(Document segment):
"""
In support of its Opposition, DDS cites several regulations that circumscribe its ability to provide services to individuals Wanda’s age. Specifically, the goal of “Children’s Supports,” the category of services provided to individuals under the age of twenty-two (22), is “to enable the family to stay together and to be contributing members of their communities.”[7] Pursuant to its own policies, the agency “shall not provide residential supports to children from birth through 22 years of age and eligible for or receiving residential services from a . . . local school district.”[8] Similarly, the goal of the DESE/DDS Program is “to help prevent a more restrictive educational or out-of-home residential placement.”[9]

C) Analysis

Should I find, upon considering all of the evidence in this matter, that Wanda requires residential placement for educational reasons, DDS would not be a necessary party. Should I find at that point that Wanda requires residential placement for non-educational reasons, it would not be within my authority to order that DDS fund this placement because such an order would contravene DDS regulations.[10]

As for the agency’s second argument, that Wanda is “already receiving the most comprehensive package of services available through DDS for this age range,” this is a question of fact that cannot be decided at this stage of the proceedings.[11] Should I find that although Wanda does not require residential placement, she does require additional home supports in order to derive meaningful educational benefit from the special education program available to her through the Arlington Public Schools, I may also find that DDS would be the appropriate provider of these services. Moreover providing these services to a child it has already deemed eligible is consistent with DDS’s own policy and regulations. In these circumstances, it may be that complete relief could not be effectuated in the agency’s absence.
"""
(Using the information):
[1] Rewrite the part of the passage on DDS and Wanda's placement that opens with "As for the agency’s" and closes with "the agency’s absence.", using "in-home services" in place of "home supports".
[2] Carry the passage on DDS and Wanda's placement forward from its last sentence.

(Data for review):
"""
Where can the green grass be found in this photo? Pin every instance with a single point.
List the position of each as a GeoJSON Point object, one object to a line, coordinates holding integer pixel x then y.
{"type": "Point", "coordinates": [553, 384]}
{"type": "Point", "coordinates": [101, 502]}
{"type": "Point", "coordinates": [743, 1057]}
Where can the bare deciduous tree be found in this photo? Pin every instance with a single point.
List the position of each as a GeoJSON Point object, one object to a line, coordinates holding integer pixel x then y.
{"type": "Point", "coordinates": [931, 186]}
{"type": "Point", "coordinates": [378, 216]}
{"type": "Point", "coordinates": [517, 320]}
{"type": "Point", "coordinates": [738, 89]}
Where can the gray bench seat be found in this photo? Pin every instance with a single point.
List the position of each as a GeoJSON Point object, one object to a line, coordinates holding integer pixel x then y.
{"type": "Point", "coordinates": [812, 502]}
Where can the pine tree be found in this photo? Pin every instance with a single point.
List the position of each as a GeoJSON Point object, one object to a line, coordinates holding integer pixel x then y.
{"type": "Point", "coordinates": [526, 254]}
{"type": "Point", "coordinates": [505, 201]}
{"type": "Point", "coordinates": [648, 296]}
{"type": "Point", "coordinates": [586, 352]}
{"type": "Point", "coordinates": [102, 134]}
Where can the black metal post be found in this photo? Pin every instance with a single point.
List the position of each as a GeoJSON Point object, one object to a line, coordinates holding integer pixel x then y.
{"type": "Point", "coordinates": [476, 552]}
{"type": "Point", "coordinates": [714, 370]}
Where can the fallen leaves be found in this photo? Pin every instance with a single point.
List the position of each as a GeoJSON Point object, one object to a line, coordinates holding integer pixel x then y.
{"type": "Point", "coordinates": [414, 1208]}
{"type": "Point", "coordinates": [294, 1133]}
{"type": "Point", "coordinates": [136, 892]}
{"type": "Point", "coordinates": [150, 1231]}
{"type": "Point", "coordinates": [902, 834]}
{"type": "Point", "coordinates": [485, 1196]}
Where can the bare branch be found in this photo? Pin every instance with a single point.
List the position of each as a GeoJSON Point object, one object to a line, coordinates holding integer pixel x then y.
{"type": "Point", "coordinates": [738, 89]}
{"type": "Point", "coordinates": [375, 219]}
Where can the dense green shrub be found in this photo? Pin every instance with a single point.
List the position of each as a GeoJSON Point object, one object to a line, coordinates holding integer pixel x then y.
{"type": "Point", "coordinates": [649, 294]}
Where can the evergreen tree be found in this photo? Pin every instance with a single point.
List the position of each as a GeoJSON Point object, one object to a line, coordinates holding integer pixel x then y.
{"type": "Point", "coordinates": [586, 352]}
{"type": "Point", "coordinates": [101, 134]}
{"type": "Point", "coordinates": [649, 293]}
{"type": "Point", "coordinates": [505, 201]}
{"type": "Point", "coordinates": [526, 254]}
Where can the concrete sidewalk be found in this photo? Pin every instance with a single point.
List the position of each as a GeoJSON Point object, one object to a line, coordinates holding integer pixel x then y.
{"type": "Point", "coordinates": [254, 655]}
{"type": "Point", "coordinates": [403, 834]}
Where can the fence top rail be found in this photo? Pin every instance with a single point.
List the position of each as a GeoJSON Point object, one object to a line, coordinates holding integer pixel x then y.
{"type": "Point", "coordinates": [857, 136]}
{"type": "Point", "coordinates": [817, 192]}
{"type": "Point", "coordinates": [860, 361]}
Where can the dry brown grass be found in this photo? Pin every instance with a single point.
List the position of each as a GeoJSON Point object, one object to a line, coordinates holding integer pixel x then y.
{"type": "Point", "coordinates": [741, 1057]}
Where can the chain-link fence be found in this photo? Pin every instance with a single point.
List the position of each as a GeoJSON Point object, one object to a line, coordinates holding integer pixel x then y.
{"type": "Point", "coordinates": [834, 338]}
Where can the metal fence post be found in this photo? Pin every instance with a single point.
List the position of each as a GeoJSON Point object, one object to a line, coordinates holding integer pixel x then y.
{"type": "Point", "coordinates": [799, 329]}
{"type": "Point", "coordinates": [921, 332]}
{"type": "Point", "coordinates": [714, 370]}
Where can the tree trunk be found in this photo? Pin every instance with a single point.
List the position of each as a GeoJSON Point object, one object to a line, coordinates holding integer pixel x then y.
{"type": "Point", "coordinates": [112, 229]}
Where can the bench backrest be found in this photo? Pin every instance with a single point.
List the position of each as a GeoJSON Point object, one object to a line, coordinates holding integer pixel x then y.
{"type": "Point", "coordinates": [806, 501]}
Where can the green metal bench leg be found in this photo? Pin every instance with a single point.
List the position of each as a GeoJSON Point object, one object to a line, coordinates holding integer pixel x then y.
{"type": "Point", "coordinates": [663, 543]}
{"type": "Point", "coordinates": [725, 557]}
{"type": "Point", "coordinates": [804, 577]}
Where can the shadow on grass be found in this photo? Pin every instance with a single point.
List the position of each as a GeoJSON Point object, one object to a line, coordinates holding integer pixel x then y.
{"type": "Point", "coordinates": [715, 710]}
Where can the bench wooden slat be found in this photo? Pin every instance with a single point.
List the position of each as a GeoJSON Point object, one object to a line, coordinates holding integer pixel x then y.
"""
(Task-by-task outputs):
[1]
As for the agency’s second argument, that Wanda is “already receiving the most comprehensive package of services available through DDS for this age range,” this is a question of fact that cannot be decided at this stage of the proceedings.[11] Should I find that although Wanda does not require residential placement, she does require additional in-home services in order to derive meaningful educational benefit from the special education program available to her through the Arlington Public Schools, I may also find that DDS would be the appropriate provider of these services. Moreover providing these services to a child it has already deemed eligible is consistent with DDS’s own policy and regulations. In these circumstances, it may be that complete relief could not be effectuated in the agency’s absence.

[2]
CONCLUSION

In this matter, Parents assert that Wanda requires residential placement for educational reasons. The District argues that Wanda is making effective progress in her current program, and that any additional supports required are for non-educational reasons and as such, they are not the District’s responsibility. Pursuant to M.G.L. c. 71B, § 2A and 603 CMR 28.08(3), the BSEA has jurisdiction “to resolve differences of opinion among school districts, private schools, parents, and state agencies.” At this early stage in the case, I cannot say that I will be able to grant complete relief among those who already parties, and to the extent I may order additional services, the District bears the risk of prejudice if I deny its Motion to Join. For these reasons, I find that DDS is a necessary party.

ORDER

  • The District’s Motion to Join the Department of Developmental Services is hereby ALLOWED.
  • In light of the Parties’ October 24, 2016 Joint Request to postpone the Hearing scheduled to begin on December 8, 2016 in order to work together to explore alternative resolutions, a Conference Call will be scheduled to select new Hearing dates.

 

By the Hearing Officer:

_____________________

Amy M. Reichbach

Dated: October 28, 2016

[1] “Wanda” is a pseudonym chosen by the Hearing Officer to protect the privacy of the Student in documents available to the public.

[2] In support of its Memorandum, the Department of Developmental Services (DDS) submitted two exhibits: (A) Department of Elementary and Secondary Education (DESE)/DDS Family Requirements and Agreement, Fiscal Year 2017; and (B) a DESE/DSS Program Goals, Objectives, Progress and Reporting worksheet for Wanda.

[3] Wanda’s parents are her legal guardians, pursuant to court order. (Hearing Request)

[4] M.G.L. c 71B, § 3; see 603 CMR 28.08(3) (corresponding regulations).

[5] BSEA Hearing Rule I(J).

[6] M.G.L. c. 71B, § 3.

[7] 115 CMR 6.07(2)(a).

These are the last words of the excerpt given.